** begin Records provided **
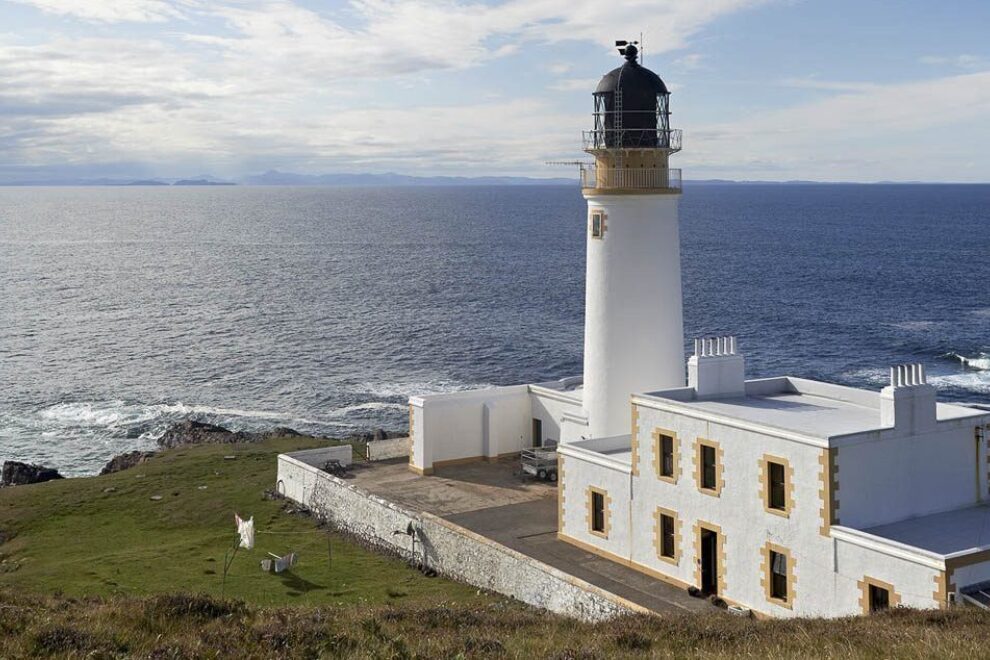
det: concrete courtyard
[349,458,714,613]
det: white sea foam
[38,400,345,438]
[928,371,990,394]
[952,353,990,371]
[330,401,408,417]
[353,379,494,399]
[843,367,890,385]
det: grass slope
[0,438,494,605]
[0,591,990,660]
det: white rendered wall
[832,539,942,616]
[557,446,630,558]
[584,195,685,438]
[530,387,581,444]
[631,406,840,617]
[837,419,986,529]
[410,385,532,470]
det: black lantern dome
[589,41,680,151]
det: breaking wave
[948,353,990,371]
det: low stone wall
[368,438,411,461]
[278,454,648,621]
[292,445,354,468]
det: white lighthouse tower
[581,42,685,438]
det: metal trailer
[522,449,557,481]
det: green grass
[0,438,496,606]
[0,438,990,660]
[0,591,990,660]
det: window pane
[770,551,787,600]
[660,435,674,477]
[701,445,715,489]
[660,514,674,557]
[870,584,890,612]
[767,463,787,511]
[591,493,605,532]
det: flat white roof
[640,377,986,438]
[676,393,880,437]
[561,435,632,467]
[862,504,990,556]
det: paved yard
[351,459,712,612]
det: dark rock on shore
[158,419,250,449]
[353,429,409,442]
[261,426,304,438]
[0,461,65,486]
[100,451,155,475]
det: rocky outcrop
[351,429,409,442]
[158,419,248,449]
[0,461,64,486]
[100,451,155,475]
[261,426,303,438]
** end Records provided **
Short problem:
Could you print all of the data above word for word, leaving the pictures out of your answer?

Exercise answer:
det: concrete courtyard
[349,458,714,613]
det: white sea foam
[38,400,345,438]
[928,371,990,394]
[952,353,990,371]
[330,401,408,417]
[353,379,494,399]
[843,367,890,385]
det: grass slope
[0,438,494,605]
[0,591,990,660]
det: white rendered wall
[832,539,942,616]
[557,446,630,558]
[584,195,685,438]
[530,387,581,444]
[631,406,840,617]
[837,419,986,529]
[410,385,532,470]
det: black lantern dome
[589,41,680,151]
det: breaking wave
[948,353,990,371]
det: low stone wall
[368,438,411,461]
[278,454,648,621]
[292,445,354,468]
det: white lighthouse tower
[581,42,685,438]
det: metal trailer
[522,449,557,481]
det: green grass
[0,438,496,606]
[0,438,990,660]
[0,591,990,660]
det: window pane
[770,551,787,600]
[660,435,674,477]
[701,445,715,489]
[660,514,674,557]
[870,584,890,612]
[767,463,787,511]
[591,493,605,532]
det: flat white roof
[640,377,986,438]
[676,393,880,437]
[561,435,632,467]
[862,504,990,556]
det: paved yard
[351,459,712,612]
det: dark rock on shore
[158,419,250,449]
[353,429,409,442]
[261,426,304,438]
[0,461,65,486]
[100,451,155,475]
det: rocky outcrop
[351,429,409,442]
[158,419,248,449]
[0,461,64,486]
[100,451,155,475]
[261,426,303,438]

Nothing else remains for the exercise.